WHAT YOU WILL DO:
Continue the article below on PAS's alignment with Moo's coalition, beginning right after its final sentence.

SOURCE:
'''

As one of Moo’s own ex-UMNO devotees, Annuar Musa, has now let slip, this treacherous ex-PM himself transported millions of ringgit in grubby notes into his own hotel room in Sabah to distribute at the state election in order to shore up a new stronghold in that state.
Musa saw the cash with his own eyes, piled up by Moo’s own bed, he has testified in an effort to cite the incident as a positive sigh of ‘loyalty’ to his new coup coalition partners whom Moo desperately needed to win seats.
Welcome to the gangland ‘morality’ of PN which clearly sees no wrong in such corruption and vote buying, but there is nothing religious about it. The anti-corruption authorities under the newly elected government are asking Musa to divulge more about his guileless acknowledgement.
Yet, at the time, the PAS party led by Hadi Awang aligned itself with all of this, along with the blatant bribery with public money of numerous hopping parliamentarians, and blackmail too, whilst lucrative posts were handed to PAS’s own MPs.
All the while they were indulging in sanctimonious self-praise for continuing to support the prosecution and imprisonment of Moo’s former boss, Najib, whom Moo hated and had betrayed (along with so many others). Was this about morality or selective convenience to suit themselves?
After all, at the same time as condemning Najib, Moo and PAS nonetheless relied upon his vote in Parliament right until the day he was banged up jail – all the while letting other crooks off the hook,
They likewise relied on all of Najib’s army of UMNO/BN MPs and hangers-on who had supported the corruption for years, as had Moo himself in his role as Najib’s deputy until he was sacked for trying to snatch his job.
The idea that PAS still preaches the moral high ground is therefore laughable in the extreme. And, as everyone knows, it got much worse than that because the leaders of the party at the same time lined up like pigs at a trough to gorge as much as they could from PN’s misdirected loot.

'''

GIVEN MATERIAL:
'''

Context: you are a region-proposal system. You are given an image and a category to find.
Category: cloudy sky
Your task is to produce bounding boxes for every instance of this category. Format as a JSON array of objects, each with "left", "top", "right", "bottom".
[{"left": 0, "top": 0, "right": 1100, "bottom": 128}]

'''

EXERCISE OUTPUT:
The squandering of public cash to buy up PAS MPs and others through outrageously salaried public posts – so-called ‘political appointments’ – exploded under Moo and then his successor Ismail Sabri.
It has been reported they appointed no less than 248 political allies to lucrative senior posts in so-called GLCs (government linked companies) usually on eye-watering salaries. Indeed, PAS openly announced that all its MPs who did not receive ministerial posts would be be made chiefs of GLCs instead.
For example, the party having also won their local stronghold of Terengganu, organised for no less than four chairmanships of state GLCs to be awarded to just one local Kuala Nerus MP.
The new Anwar government has moved swiftly to abolish all such political appointments to public companies. The pledge is for appropriate appointments to be made on appropriate salaries, and for proper standards to be legislated for the future.
Yet, Hadi chooses to condemn these reformists for harbouring diverse, multi-racial and religious elements and claims the moral high ground.
So, as he moved to support the PN coup against an elected government, what did Hadi himself gain from the feeding frenzy on the public coffers? The answer is plenty.
Having declined the onerous task of being a minister of state, the old chancer nabbed one of a clutch of so-called ‘Special Envoy’ positions created by Moo to reward the key political allies who were propping him in power.
As Special Envoy to the Middle East Hadi was accorded full ministerial status in terms of public salary and perks, netting him a seat at the Cabinet table with a jaw dropping salary of RM27,000 a month and office expenses on top of RM48,000.
It soon turned out that this was for very little active effort, given the preacher politician was not made welcome in so many of the most significant countries in the region he was supposed to be the envoy.
This owed to his role as a senior member of the International Union of Muslim Scholars (IUMS), branded a terrorist organisation by Saudi Arabia and allied Gulf states.
He did manage to rack up some quarter of a million ringgit in expenses on one particular trip, according to a recent parliamentary answer. This was to visit the Taliban in Afghanistan who appear to operate the sort of regime that Hadi dreams of introducing to Malaysia.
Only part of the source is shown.